-------- GIVEN TEXT

A restricted calorie diet appears to have slowed aging in mice, according to a new study.
A restricted calorie diet appears to have slowed aging in mice, according to a new study.

Researchers say they may have found a way to stave off aging. They say you might need to eat less.

Writing in the journal Molecular & Cellular Proteomics, researchers from Brigham Young University say eating less can slow the aging of cells in the body.

Fewer calories slow down a mechanism in the cells called ribosomes, at least in mice. They are responsible for making vital proteins in the cells, but with fewer calories they slow down, giving them more time to repair themselves, researchers said.

Ribosomes, researchers say, use from 10 to 20 percent of the cell’s energy to make those proteins.

“Because of this, it's impractical to destroy an entire ribosome when it starts to malfunction,” said a news release about the study. “But repairing individual parts of the ribosome on a regular basis enables ribosomes to continue producing high quality proteins for longer than they would otherwise. This top quality production in turn keeps cells and the entire body functioning well.”

John Price, a biochemistry professor at Brigham Young and the senior author of the study, likens ribosomes to cars.

"The ribosome is a very complex machine, sort of like your car, and it periodically needs maintenance to replace the parts that wear out the fastest," he said. "When tires wear out, you don't throw the whole car away and buy new ones. It's cheaper to replace the tires."

To reach their conclusions, researchers looked at two groups of mice. One group was able to eat as much as it wanted, while the other group was put on a diet with 35 percent fewer calories.

----------------
-------- RAW DATA

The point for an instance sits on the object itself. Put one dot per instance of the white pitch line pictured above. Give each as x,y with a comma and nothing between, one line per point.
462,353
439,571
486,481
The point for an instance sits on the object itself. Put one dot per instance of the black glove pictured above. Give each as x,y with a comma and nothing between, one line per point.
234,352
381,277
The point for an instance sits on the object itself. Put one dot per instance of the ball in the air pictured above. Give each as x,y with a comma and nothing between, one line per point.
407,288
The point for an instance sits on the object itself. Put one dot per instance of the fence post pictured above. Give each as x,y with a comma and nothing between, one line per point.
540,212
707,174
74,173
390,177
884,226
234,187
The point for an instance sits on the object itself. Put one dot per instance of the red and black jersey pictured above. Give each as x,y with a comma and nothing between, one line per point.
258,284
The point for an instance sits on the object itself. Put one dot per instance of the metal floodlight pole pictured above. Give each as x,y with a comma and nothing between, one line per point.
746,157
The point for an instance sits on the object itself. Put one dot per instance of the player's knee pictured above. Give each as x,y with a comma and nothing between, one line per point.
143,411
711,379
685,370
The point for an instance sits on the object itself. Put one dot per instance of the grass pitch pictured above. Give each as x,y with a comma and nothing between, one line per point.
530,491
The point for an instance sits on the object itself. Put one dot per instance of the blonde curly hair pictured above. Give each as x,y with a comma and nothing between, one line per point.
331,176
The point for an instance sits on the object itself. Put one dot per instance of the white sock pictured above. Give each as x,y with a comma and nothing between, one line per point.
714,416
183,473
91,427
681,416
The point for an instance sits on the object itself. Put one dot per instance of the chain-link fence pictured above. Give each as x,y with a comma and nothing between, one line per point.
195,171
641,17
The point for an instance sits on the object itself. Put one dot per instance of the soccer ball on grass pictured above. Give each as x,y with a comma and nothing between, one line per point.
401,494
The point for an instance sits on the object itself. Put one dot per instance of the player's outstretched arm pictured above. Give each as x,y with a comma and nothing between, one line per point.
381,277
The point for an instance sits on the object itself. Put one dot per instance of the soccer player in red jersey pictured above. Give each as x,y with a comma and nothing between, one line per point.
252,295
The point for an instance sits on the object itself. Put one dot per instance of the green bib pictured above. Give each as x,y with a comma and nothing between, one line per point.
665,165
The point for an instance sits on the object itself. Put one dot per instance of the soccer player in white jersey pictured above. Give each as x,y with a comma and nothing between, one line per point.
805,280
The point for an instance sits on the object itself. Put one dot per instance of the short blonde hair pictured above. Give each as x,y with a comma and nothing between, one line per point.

----------------

● **HOW TO COMPLETE THIS TASK**
Continue the article about the calorie-restricted diet in mice, starting after its last sentence.

● **RESPONSE TO THIS TASK**
"When you restrict calorie consumption, there's almost a linear increase in lifespan," Price said. "We inferred that the restriction caused real biochemical changes that slowed down the rate of aging."

While previous studies have suggested a link between lower calories and slowed aging, this is first to show how the ribosomes can influence aging.

"The calorie-restricted mice are more energetic and suffered fewer diseases," Price said. "And it's not just that they're living longer, but because they're better at maintaining their bodies, they're younger for longer as well."

Despite the findings, Price says calorie restriction as an anti-aging strategy has not been tested in humans. He did add that the main takeaway for people is the “the importance of taking care of our bodies.”

"Food isn't just material to be burned -- it's a signal that tells our body and cells how to respond," Price said. "We're getting down to the mechanisms of aging, which may help us make more educated decisions about what we eat."